§ ВЫБРАННЫЙ ОТРЫВОК:
Потом недолгий этап в Москву – и отсылка в Симбирск-Ульяновск. Письма оттуда
отец слал странно двумерные. Я поискал на карте: понравилось – широкая река.
Воссоединение
семей высланных готовилось до конца апреля 1948 года. Мама и дядя Кирилл
удвоили периодичность вождения меня в театры-музеи и на вопрос: «Откуда
щедрость?» – объяснили: «Мало ли что, зато успеешь увидеть как можно больше».
На мое здравомысленное возражение: «Буду приезжать летом. Все успею», – дядя
Кира промолчал.
Оформление
виз на «постоянное жительство». Увещевание тов. Абрамова, консула СССР,
укладывающим багаж белоэмигрантам: «Не перегружайтесь, берите как можно меньше,
приедете, все быстро купите». Лгалось им легче, чем дышалось… Нина Алексеевна
наполнила большого объема плетеную из прочного тростника корзину. Отдельно
чемодан фамильных предметов, фотоальбомы, картины, ценности. Среди скарба –
черная сверхвместительная клеенчатая базарная сумка, антиномия советской
авоськи, оказавшаяся столь же долголетней, как библейские патриархи. Сумке этой
было суждено проявить себя магически почище, чем в толстовской пьесе о
спиритизме.

§ СОХРАНЁННЫЕ ДАННЫЕ:
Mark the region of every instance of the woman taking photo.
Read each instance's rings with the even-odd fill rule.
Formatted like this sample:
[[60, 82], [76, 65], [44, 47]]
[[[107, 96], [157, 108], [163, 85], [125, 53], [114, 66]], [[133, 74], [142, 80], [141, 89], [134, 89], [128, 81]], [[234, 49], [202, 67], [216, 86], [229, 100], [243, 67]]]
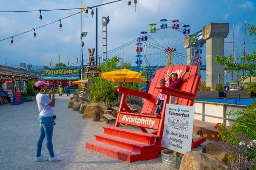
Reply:
[[[53, 86], [49, 92], [49, 95], [46, 95], [47, 86], [49, 84], [42, 81], [38, 81], [33, 86], [33, 90], [38, 91], [36, 99], [39, 110], [38, 119], [40, 122], [39, 133], [37, 141], [37, 155], [35, 162], [47, 161], [56, 162], [60, 160], [60, 158], [54, 154], [53, 146], [52, 141], [53, 133], [53, 107], [55, 105], [55, 90]], [[41, 154], [43, 139], [46, 137], [46, 145], [50, 157], [44, 157]]]

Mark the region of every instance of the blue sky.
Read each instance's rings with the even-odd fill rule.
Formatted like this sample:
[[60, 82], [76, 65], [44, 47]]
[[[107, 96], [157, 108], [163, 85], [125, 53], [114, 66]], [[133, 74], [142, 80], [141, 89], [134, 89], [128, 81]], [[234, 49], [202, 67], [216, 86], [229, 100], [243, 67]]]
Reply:
[[[85, 8], [109, 2], [107, 0], [82, 0]], [[128, 43], [140, 35], [140, 33], [149, 28], [149, 23], [156, 23], [162, 18], [178, 19], [190, 25], [194, 32], [210, 22], [229, 23], [230, 34], [226, 41], [232, 41], [232, 28], [235, 26], [236, 46], [240, 48], [243, 42], [244, 23], [256, 25], [256, 1], [243, 0], [138, 0], [135, 12], [133, 5], [127, 8], [128, 0], [99, 6], [98, 11], [98, 54], [102, 53], [102, 17], [109, 16], [107, 26], [108, 50], [110, 51]], [[0, 11], [39, 10], [80, 8], [80, 0], [0, 0]], [[96, 9], [93, 9], [95, 14]], [[0, 40], [10, 37], [33, 28], [38, 28], [80, 11], [79, 10], [42, 11], [43, 22], [38, 21], [39, 11], [19, 13], [0, 13]], [[88, 48], [96, 47], [96, 15], [82, 14], [83, 32], [88, 33], [84, 38], [84, 58], [88, 58]], [[11, 39], [0, 41], [0, 64], [5, 58], [10, 66], [19, 65], [20, 63], [41, 66], [42, 56], [44, 65], [49, 65], [53, 59], [53, 65], [59, 63], [59, 55], [62, 62], [67, 65], [80, 58], [81, 42], [81, 15], [74, 15], [62, 19], [62, 30], [59, 30], [59, 22], [36, 29], [13, 38], [14, 45], [9, 45]], [[247, 34], [247, 35], [249, 34]], [[247, 51], [252, 53], [255, 47], [252, 44], [254, 37], [247, 37]], [[135, 45], [134, 45], [135, 47]], [[227, 48], [228, 49], [228, 48]], [[134, 51], [134, 48], [132, 49]], [[237, 50], [242, 53], [242, 48]], [[227, 52], [228, 53], [229, 52]], [[204, 55], [203, 52], [202, 55]], [[205, 55], [205, 54], [204, 54]], [[240, 55], [237, 54], [238, 55]], [[130, 59], [123, 58], [123, 62]]]

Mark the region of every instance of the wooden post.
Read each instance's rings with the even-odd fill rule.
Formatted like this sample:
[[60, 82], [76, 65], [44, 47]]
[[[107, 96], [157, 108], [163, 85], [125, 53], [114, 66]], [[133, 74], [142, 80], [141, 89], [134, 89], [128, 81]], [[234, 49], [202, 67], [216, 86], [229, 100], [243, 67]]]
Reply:
[[99, 111], [93, 111], [93, 121], [99, 121]]

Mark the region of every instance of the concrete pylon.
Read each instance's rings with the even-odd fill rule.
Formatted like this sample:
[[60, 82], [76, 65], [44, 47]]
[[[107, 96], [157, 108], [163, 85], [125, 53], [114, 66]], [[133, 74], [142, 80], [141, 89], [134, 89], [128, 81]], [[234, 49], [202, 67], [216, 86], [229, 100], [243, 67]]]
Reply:
[[224, 38], [229, 33], [228, 23], [210, 23], [202, 28], [202, 37], [206, 41], [206, 86], [224, 83], [223, 67], [214, 61], [216, 55], [224, 56]]

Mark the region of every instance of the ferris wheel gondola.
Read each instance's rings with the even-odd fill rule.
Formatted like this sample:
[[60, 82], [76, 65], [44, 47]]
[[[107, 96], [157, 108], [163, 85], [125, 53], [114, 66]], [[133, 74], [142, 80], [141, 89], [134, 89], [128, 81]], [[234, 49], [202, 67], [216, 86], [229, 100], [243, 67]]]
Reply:
[[139, 45], [143, 49], [139, 58], [145, 61], [141, 65], [152, 77], [163, 67], [201, 63], [201, 46], [189, 25], [178, 19], [162, 19], [150, 23], [149, 28], [140, 34]]

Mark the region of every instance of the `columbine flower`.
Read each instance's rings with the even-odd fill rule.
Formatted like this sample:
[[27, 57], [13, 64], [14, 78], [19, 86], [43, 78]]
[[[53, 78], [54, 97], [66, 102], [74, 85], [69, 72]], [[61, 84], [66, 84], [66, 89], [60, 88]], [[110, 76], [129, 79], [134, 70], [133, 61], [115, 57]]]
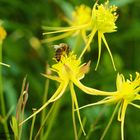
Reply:
[[130, 75], [130, 80], [125, 80], [122, 74], [118, 74], [116, 86], [117, 91], [114, 95], [108, 96], [99, 102], [88, 104], [81, 108], [99, 104], [117, 103], [116, 106], [119, 106], [118, 121], [121, 122], [121, 138], [124, 140], [124, 119], [128, 105], [130, 104], [140, 109], [140, 105], [133, 103], [135, 100], [140, 100], [140, 73], [136, 72], [136, 78], [134, 80], [132, 79], [132, 75]]
[[[114, 92], [104, 92], [99, 91], [96, 89], [92, 89], [90, 87], [84, 86], [80, 80], [84, 78], [85, 74], [89, 70], [90, 62], [87, 64], [81, 64], [81, 61], [76, 58], [76, 55], [73, 52], [70, 52], [68, 55], [64, 53], [61, 56], [61, 60], [54, 64], [51, 68], [52, 71], [57, 73], [57, 76], [52, 75], [44, 75], [45, 77], [55, 80], [60, 83], [58, 89], [53, 94], [53, 96], [41, 107], [39, 108], [35, 113], [33, 113], [31, 116], [29, 116], [27, 119], [25, 119], [21, 124], [23, 124], [28, 119], [32, 118], [34, 115], [39, 113], [42, 109], [44, 109], [49, 103], [57, 101], [61, 96], [64, 94], [67, 87], [70, 88], [71, 97], [72, 97], [72, 112], [74, 113], [74, 110], [77, 110], [78, 119], [81, 125], [81, 129], [83, 133], [85, 134], [80, 113], [78, 110], [78, 101], [76, 97], [76, 93], [74, 90], [74, 84], [80, 88], [82, 91], [84, 91], [87, 94], [91, 95], [112, 95]], [[74, 115], [73, 115], [74, 116]], [[75, 126], [75, 118], [73, 118], [74, 126]], [[20, 125], [21, 125], [20, 124]], [[74, 127], [75, 134], [76, 128]], [[77, 135], [75, 135], [77, 137]]]
[[[115, 21], [117, 20], [118, 17], [116, 14], [116, 10], [117, 10], [116, 6], [109, 6], [109, 1], [100, 5], [95, 3], [92, 10], [85, 5], [81, 5], [77, 7], [76, 10], [73, 12], [72, 14], [73, 18], [71, 20], [67, 20], [70, 27], [44, 27], [44, 29], [46, 30], [52, 30], [52, 32], [44, 33], [44, 35], [62, 32], [63, 34], [45, 39], [43, 40], [43, 42], [51, 42], [65, 38], [72, 34], [80, 33], [86, 44], [84, 50], [82, 51], [79, 57], [81, 59], [85, 51], [90, 48], [90, 44], [97, 32], [99, 51], [95, 70], [97, 70], [100, 61], [102, 40], [109, 52], [113, 67], [116, 70], [112, 53], [104, 36], [104, 33], [115, 32], [117, 29], [115, 25]], [[87, 34], [87, 31], [90, 31], [90, 33]]]
[[115, 32], [117, 29], [115, 25], [115, 21], [118, 17], [116, 14], [116, 9], [117, 9], [116, 6], [109, 6], [109, 1], [100, 5], [95, 3], [95, 5], [93, 6], [92, 20], [91, 20], [92, 32], [89, 35], [88, 41], [86, 43], [84, 50], [82, 51], [80, 55], [80, 58], [83, 56], [85, 51], [89, 48], [89, 45], [92, 42], [92, 39], [95, 36], [95, 33], [98, 32], [98, 50], [99, 51], [98, 51], [98, 60], [97, 60], [97, 65], [96, 65], [95, 70], [97, 70], [99, 61], [100, 61], [102, 40], [109, 52], [113, 67], [116, 70], [111, 51], [109, 49], [108, 43], [104, 36], [104, 33]]
[[54, 33], [62, 33], [55, 37], [50, 37], [44, 39], [43, 42], [52, 42], [55, 40], [59, 40], [65, 38], [70, 35], [81, 35], [83, 40], [87, 41], [86, 31], [90, 29], [90, 21], [91, 21], [91, 8], [82, 4], [77, 6], [75, 11], [72, 12], [72, 18], [65, 20], [68, 22], [69, 27], [44, 27], [46, 30], [52, 30], [52, 32], [46, 32], [44, 35], [47, 34], [54, 34]]

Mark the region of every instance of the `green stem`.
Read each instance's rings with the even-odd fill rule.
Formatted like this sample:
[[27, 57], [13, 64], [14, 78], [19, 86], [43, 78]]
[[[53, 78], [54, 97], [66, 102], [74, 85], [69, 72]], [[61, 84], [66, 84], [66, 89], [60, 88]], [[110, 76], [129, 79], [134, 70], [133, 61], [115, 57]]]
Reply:
[[58, 100], [57, 102], [55, 102], [54, 104], [55, 104], [54, 110], [53, 110], [51, 118], [49, 120], [47, 131], [46, 131], [45, 135], [43, 136], [43, 140], [47, 140], [48, 139], [48, 136], [49, 136], [49, 134], [51, 132], [53, 124], [55, 123], [56, 116], [57, 116], [57, 114], [59, 112], [59, 109], [60, 109], [60, 106], [61, 106], [61, 99]]
[[[0, 62], [2, 62], [2, 42], [0, 41]], [[3, 82], [2, 82], [2, 65], [0, 65], [0, 101], [1, 101], [1, 110], [3, 118], [6, 117], [5, 101], [3, 95]], [[4, 131], [6, 133], [6, 138], [9, 140], [9, 129], [7, 121], [3, 122]]]
[[[43, 104], [47, 101], [47, 96], [48, 96], [48, 89], [49, 89], [49, 79], [46, 80], [45, 83], [45, 91], [44, 91], [44, 97], [43, 97]], [[44, 119], [46, 116], [46, 109], [43, 109], [42, 114], [41, 114], [41, 126], [43, 125]], [[42, 128], [41, 134], [40, 134], [40, 139], [42, 138], [44, 133], [44, 127]]]
[[[35, 111], [36, 111], [36, 109], [33, 110], [33, 112], [35, 112]], [[33, 120], [32, 120], [31, 131], [30, 131], [30, 140], [32, 140], [32, 137], [33, 137], [35, 119], [36, 119], [36, 115], [33, 117]]]

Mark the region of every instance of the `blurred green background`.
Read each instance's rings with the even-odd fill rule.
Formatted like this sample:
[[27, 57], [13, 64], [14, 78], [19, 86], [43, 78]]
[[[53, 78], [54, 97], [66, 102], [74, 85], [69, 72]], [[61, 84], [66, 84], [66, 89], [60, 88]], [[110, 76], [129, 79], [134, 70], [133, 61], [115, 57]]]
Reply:
[[[103, 1], [103, 0], [102, 0]], [[103, 1], [104, 2], [104, 1]], [[110, 0], [117, 5], [119, 18], [116, 22], [118, 31], [106, 34], [106, 39], [112, 51], [117, 72], [129, 77], [129, 73], [135, 75], [140, 72], [140, 0]], [[46, 64], [52, 65], [54, 61], [53, 44], [67, 42], [73, 46], [70, 38], [41, 44], [44, 37], [42, 26], [67, 26], [62, 16], [70, 16], [71, 12], [80, 4], [86, 4], [92, 8], [95, 0], [0, 0], [0, 19], [7, 31], [7, 38], [3, 44], [3, 62], [11, 65], [11, 68], [3, 67], [4, 95], [8, 110], [17, 104], [20, 96], [23, 78], [27, 75], [29, 82], [29, 98], [25, 109], [27, 117], [32, 108], [42, 105], [45, 78], [40, 73], [45, 73]], [[91, 60], [91, 70], [82, 81], [85, 85], [102, 90], [115, 90], [116, 74], [113, 70], [110, 57], [106, 48], [102, 47], [102, 56], [97, 71], [94, 70], [97, 62], [97, 39], [91, 52], [84, 55], [84, 62]], [[57, 84], [50, 81], [49, 97], [53, 94]], [[79, 105], [97, 101], [99, 98], [87, 96], [79, 89], [77, 91]], [[69, 91], [63, 96], [62, 104], [55, 118], [53, 127], [49, 133], [49, 140], [73, 140], [73, 126], [71, 118], [71, 99]], [[85, 129], [89, 138], [81, 136], [81, 140], [98, 140], [107, 124], [115, 106], [98, 106], [81, 110], [82, 117], [86, 118]], [[15, 109], [14, 109], [15, 110]], [[101, 117], [99, 117], [99, 114]], [[13, 111], [14, 115], [15, 111]], [[140, 111], [129, 106], [125, 119], [125, 139], [140, 139]], [[40, 115], [37, 115], [34, 134], [39, 129]], [[98, 120], [95, 125], [95, 121]], [[10, 118], [9, 118], [10, 120]], [[31, 121], [26, 123], [24, 138], [28, 139]], [[77, 125], [79, 126], [78, 120]], [[2, 126], [0, 126], [2, 132]], [[105, 140], [120, 140], [120, 123], [117, 115], [109, 129]]]

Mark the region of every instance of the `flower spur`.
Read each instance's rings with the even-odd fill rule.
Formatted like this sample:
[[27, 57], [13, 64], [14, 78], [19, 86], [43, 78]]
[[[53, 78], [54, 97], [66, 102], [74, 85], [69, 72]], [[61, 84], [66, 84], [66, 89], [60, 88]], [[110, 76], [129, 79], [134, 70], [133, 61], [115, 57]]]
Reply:
[[104, 4], [99, 5], [98, 3], [95, 3], [95, 5], [93, 6], [92, 20], [91, 20], [92, 31], [89, 34], [88, 41], [80, 55], [80, 58], [83, 56], [85, 51], [90, 47], [90, 44], [97, 32], [98, 33], [98, 60], [97, 60], [95, 70], [97, 70], [100, 62], [102, 40], [109, 52], [114, 70], [116, 70], [112, 53], [110, 51], [110, 48], [104, 36], [105, 33], [112, 33], [115, 32], [117, 29], [117, 26], [115, 25], [115, 21], [118, 18], [118, 15], [116, 14], [116, 10], [117, 7], [110, 6], [108, 0]]
[[76, 9], [72, 12], [71, 19], [65, 18], [65, 20], [69, 24], [69, 27], [44, 26], [43, 28], [45, 30], [50, 30], [50, 32], [45, 32], [43, 33], [43, 35], [58, 34], [58, 33], [62, 34], [44, 39], [42, 42], [44, 43], [53, 42], [55, 40], [75, 35], [81, 35], [84, 42], [86, 42], [87, 41], [86, 31], [90, 29], [91, 11], [92, 10], [90, 7], [81, 4], [80, 6], [77, 6]]
[[[116, 79], [116, 86], [117, 91], [116, 94], [107, 96], [103, 100], [98, 101], [96, 103], [91, 103], [85, 106], [80, 107], [79, 109], [94, 106], [94, 105], [100, 105], [100, 104], [110, 104], [110, 103], [117, 103], [116, 109], [114, 110], [114, 113], [116, 113], [117, 108], [118, 110], [118, 121], [121, 122], [121, 139], [124, 140], [124, 119], [125, 119], [125, 113], [128, 105], [132, 105], [138, 109], [140, 109], [140, 105], [133, 103], [133, 101], [140, 100], [140, 73], [136, 72], [136, 77], [133, 80], [132, 75], [130, 75], [130, 80], [125, 80], [124, 76], [122, 74], [117, 75]], [[112, 116], [114, 116], [114, 113]], [[111, 121], [112, 121], [111, 117]], [[109, 122], [109, 125], [111, 123]], [[108, 126], [106, 127], [108, 129]], [[105, 133], [107, 130], [105, 129]], [[102, 137], [105, 136], [105, 133]]]
[[[57, 61], [56, 61], [57, 62]], [[76, 58], [76, 55], [73, 52], [70, 52], [68, 55], [63, 54], [61, 56], [61, 60], [54, 64], [51, 68], [52, 71], [56, 72], [58, 76], [52, 76], [52, 75], [46, 75], [42, 74], [43, 76], [55, 80], [60, 83], [58, 89], [56, 92], [52, 95], [52, 97], [42, 106], [40, 107], [35, 113], [30, 115], [27, 119], [25, 119], [23, 122], [20, 123], [22, 125], [24, 122], [32, 118], [34, 115], [38, 114], [40, 111], [42, 111], [46, 106], [48, 106], [50, 103], [57, 101], [59, 98], [62, 97], [67, 87], [70, 88], [71, 98], [72, 98], [72, 112], [74, 113], [74, 110], [77, 110], [77, 116], [79, 119], [79, 123], [81, 126], [81, 129], [83, 133], [85, 134], [80, 112], [78, 110], [78, 101], [76, 97], [76, 93], [74, 90], [74, 85], [76, 85], [79, 89], [84, 91], [87, 94], [91, 95], [103, 95], [103, 96], [109, 96], [112, 94], [115, 94], [114, 92], [105, 92], [96, 90], [90, 87], [87, 87], [83, 85], [80, 80], [84, 78], [85, 74], [89, 71], [89, 65], [90, 62], [81, 64], [81, 61]], [[75, 117], [75, 116], [73, 116]], [[74, 126], [75, 125], [75, 118], [73, 118]], [[75, 134], [77, 134], [76, 128], [74, 128]], [[75, 135], [77, 137], [77, 135]]]
[[[84, 53], [86, 52], [86, 50], [90, 49], [90, 44], [97, 32], [98, 33], [98, 60], [97, 60], [95, 70], [97, 70], [100, 62], [102, 40], [109, 52], [114, 70], [116, 70], [112, 53], [110, 51], [109, 45], [104, 36], [105, 33], [112, 33], [115, 32], [117, 29], [117, 26], [115, 25], [115, 22], [118, 18], [118, 15], [116, 14], [116, 10], [117, 7], [110, 6], [108, 0], [104, 4], [100, 4], [100, 5], [96, 2], [92, 10], [85, 5], [81, 5], [78, 8], [76, 8], [76, 10], [73, 12], [73, 19], [67, 20], [70, 27], [44, 27], [44, 29], [46, 30], [52, 30], [52, 32], [45, 32], [44, 35], [56, 34], [56, 33], [62, 33], [62, 34], [58, 36], [56, 35], [48, 39], [44, 39], [43, 42], [52, 42], [55, 40], [65, 38], [70, 35], [77, 35], [80, 33], [85, 42], [85, 48], [83, 49], [79, 57], [81, 59]], [[90, 33], [87, 34], [87, 31]]]

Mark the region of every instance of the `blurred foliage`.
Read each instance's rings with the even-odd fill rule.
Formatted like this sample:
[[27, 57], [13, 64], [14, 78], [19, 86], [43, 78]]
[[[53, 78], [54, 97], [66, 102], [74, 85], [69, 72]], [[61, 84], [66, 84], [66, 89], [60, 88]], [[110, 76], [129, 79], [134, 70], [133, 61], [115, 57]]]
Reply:
[[[102, 0], [104, 1], [104, 0]], [[41, 44], [43, 30], [42, 26], [67, 26], [62, 17], [71, 16], [75, 6], [81, 3], [92, 7], [95, 0], [0, 0], [0, 19], [4, 21], [7, 30], [7, 38], [3, 46], [3, 62], [10, 64], [11, 68], [3, 67], [4, 93], [7, 112], [11, 107], [15, 107], [20, 96], [22, 81], [25, 75], [29, 82], [29, 99], [25, 108], [28, 116], [32, 108], [39, 108], [42, 104], [44, 94], [45, 78], [40, 73], [45, 73], [46, 64], [53, 64], [54, 49], [53, 44], [68, 42], [74, 45], [73, 38], [59, 40], [52, 44]], [[111, 0], [118, 8], [119, 18], [117, 20], [118, 31], [107, 34], [107, 41], [114, 56], [117, 72], [129, 76], [135, 71], [140, 72], [140, 1], [139, 0]], [[115, 90], [116, 73], [113, 70], [110, 57], [103, 46], [101, 63], [97, 71], [94, 71], [97, 61], [97, 42], [94, 40], [95, 47], [91, 52], [84, 55], [84, 62], [92, 61], [90, 73], [83, 80], [85, 85], [96, 87], [102, 90]], [[55, 91], [57, 85], [50, 81], [49, 97]], [[97, 101], [99, 98], [87, 96], [78, 89], [77, 96], [79, 105]], [[62, 104], [57, 118], [49, 135], [49, 140], [74, 139], [71, 100], [68, 92], [63, 96]], [[107, 124], [114, 106], [92, 107], [81, 111], [86, 118], [86, 132], [93, 128], [89, 140], [99, 139], [105, 125]], [[15, 109], [14, 109], [15, 110]], [[95, 120], [99, 117], [96, 126]], [[15, 111], [13, 111], [13, 114]], [[125, 139], [140, 139], [140, 112], [138, 109], [130, 107], [127, 110], [125, 121]], [[35, 132], [39, 129], [40, 115], [37, 115]], [[9, 118], [11, 119], [11, 118]], [[116, 121], [111, 125], [105, 139], [120, 139], [120, 123]], [[77, 121], [78, 122], [78, 121]], [[28, 137], [31, 121], [27, 123], [29, 128], [24, 128], [24, 139]], [[77, 123], [77, 125], [79, 125]], [[79, 127], [78, 127], [79, 128]], [[0, 126], [0, 132], [2, 132]], [[85, 139], [82, 135], [81, 140]]]

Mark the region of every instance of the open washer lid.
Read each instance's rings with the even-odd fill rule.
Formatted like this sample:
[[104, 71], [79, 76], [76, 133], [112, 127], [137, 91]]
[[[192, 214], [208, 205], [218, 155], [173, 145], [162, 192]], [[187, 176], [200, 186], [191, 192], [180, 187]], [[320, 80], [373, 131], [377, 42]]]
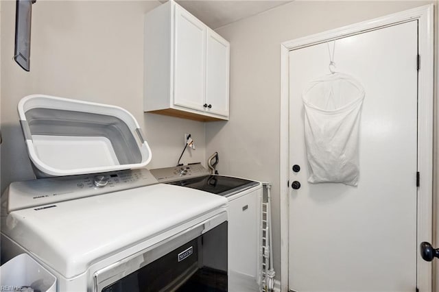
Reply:
[[121, 108], [33, 95], [18, 110], [38, 177], [137, 169], [151, 160], [139, 123]]
[[1, 232], [71, 278], [98, 260], [192, 227], [227, 204], [220, 196], [160, 184], [16, 210], [2, 217]]

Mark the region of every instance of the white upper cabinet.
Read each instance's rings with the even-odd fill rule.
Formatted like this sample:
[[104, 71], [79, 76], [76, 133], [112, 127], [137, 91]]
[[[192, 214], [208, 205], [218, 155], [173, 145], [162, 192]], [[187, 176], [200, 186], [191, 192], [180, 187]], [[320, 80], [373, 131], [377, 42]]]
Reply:
[[169, 1], [145, 18], [145, 111], [228, 119], [230, 44]]
[[209, 112], [228, 117], [230, 44], [218, 34], [207, 30], [206, 104]]

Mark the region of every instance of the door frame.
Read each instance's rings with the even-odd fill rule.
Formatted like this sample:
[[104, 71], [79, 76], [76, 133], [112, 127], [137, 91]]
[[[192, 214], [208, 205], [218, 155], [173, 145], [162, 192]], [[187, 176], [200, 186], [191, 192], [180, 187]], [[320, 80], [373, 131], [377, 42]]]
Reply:
[[[288, 291], [289, 188], [289, 52], [294, 49], [335, 40], [379, 28], [418, 21], [418, 53], [420, 56], [418, 85], [418, 188], [417, 246], [432, 240], [433, 208], [433, 119], [434, 119], [434, 5], [420, 6], [383, 17], [342, 27], [281, 44], [281, 291]], [[418, 253], [418, 288], [431, 291], [431, 264]]]

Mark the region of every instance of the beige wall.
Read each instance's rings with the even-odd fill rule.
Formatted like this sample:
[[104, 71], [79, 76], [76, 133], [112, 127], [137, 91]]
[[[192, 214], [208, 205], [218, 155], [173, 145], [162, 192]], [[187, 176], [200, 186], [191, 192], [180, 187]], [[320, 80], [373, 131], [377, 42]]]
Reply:
[[281, 43], [432, 2], [296, 1], [216, 29], [230, 42], [230, 119], [206, 125], [206, 153], [220, 153], [220, 173], [273, 182], [277, 279]]
[[1, 191], [33, 178], [19, 123], [21, 98], [43, 93], [125, 108], [136, 117], [152, 151], [150, 168], [175, 165], [191, 133], [196, 149], [184, 162], [204, 162], [201, 122], [144, 114], [143, 14], [147, 1], [53, 1], [33, 6], [31, 71], [12, 60], [15, 1], [1, 6]]

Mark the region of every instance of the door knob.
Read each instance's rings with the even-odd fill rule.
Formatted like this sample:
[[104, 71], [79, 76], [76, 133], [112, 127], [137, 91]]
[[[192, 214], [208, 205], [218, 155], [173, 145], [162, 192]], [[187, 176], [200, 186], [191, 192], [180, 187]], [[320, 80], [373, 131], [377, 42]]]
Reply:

§ ЗАДАНИЯ:
• A. Ответьте на вопросы по отрывку о сборах к переезду, отметив ответы так же, как вопросы.
(i) До какого времени готовилось воссоединение семей высланных?
(ii) Какую должность занимал тов. Абрамов?
(iii) Из чего была сплетена корзина, которую наполнила Нина Алексеевна?
• B. Продолжите отрывок о сборах к переезду, начав сразу после его последнего предложения.

§ ОТВЕТЫ ПО ЗАДАНИЯМ:
• A.
(i) Воссоединение семей высланных готовилось до конца апреля 1948 года.
(ii) Тов. Абрамов был консулом СССР.
(iii) Корзина была сплетена из прочного тростника.

• B.
Предотъездных
прощаний минимум, родственники не столь близкие. Но с начинающей болеть Ольгой
Васильевной, двоюродной бабушкой, – последняя встреча, она это прекрасно
понимала, – душераздирающе. В начале 1920-х она успела побывать среди первых
постояльцев Лубянки. Хоть и человек большой флегмы, в 1946-м она почти до слез
умоляла отца сойти с рокового пути советского патриотизма. Все втуне. Об
ульяновском аресте она, конечно, узнала. Господь не дал ей полгода дожить до
благословенного 5 марта 1953 года. Теперь ее могила на Сент-Женевьев – одна из
самых родных в моем все пополняющемся кладбищенском инвентаре.
Среди
моих сверстников в группе «возвращенцев» знакомых не было, за исключением
Татьяны Угримовой; ее отец оказался не в Ульяновске, а в Саратове (см. главу
«Будь ты проклят, Саратов» в его книге «Из Москвы в Москву через Париж и
Воркуту». О нем же и в солженицынских «Невидимках»). В отличие от меня, у
Татиши (Татьяны) патриотизм был страстно-пламенным, доходил до полной
отрицаловки милой Франции, знание языка которой позднее станет ей утешением и
малой зарплатой. Сумма принятых ею несчастий в российскую часть жизни в энное
количество раз весомее того, что было подарено Советами мне.
Примерно
20 апреля 1948 года ключи арендованной парижской квартиры переданы друзьям,
ручной клади в межпланетный вояж не более чем на багажник такси. Спереди Нина
Алексеевна, сзади я, один. И на дорогу не посидели, и не перекрестились в путь.
А ведь в семье было принято.
От
нас на машине до Круглой площади Елисейских полей – не более 3-4 минут. Поворачиваю голову назад – посмотреть до
отъезда на любимую перспективу.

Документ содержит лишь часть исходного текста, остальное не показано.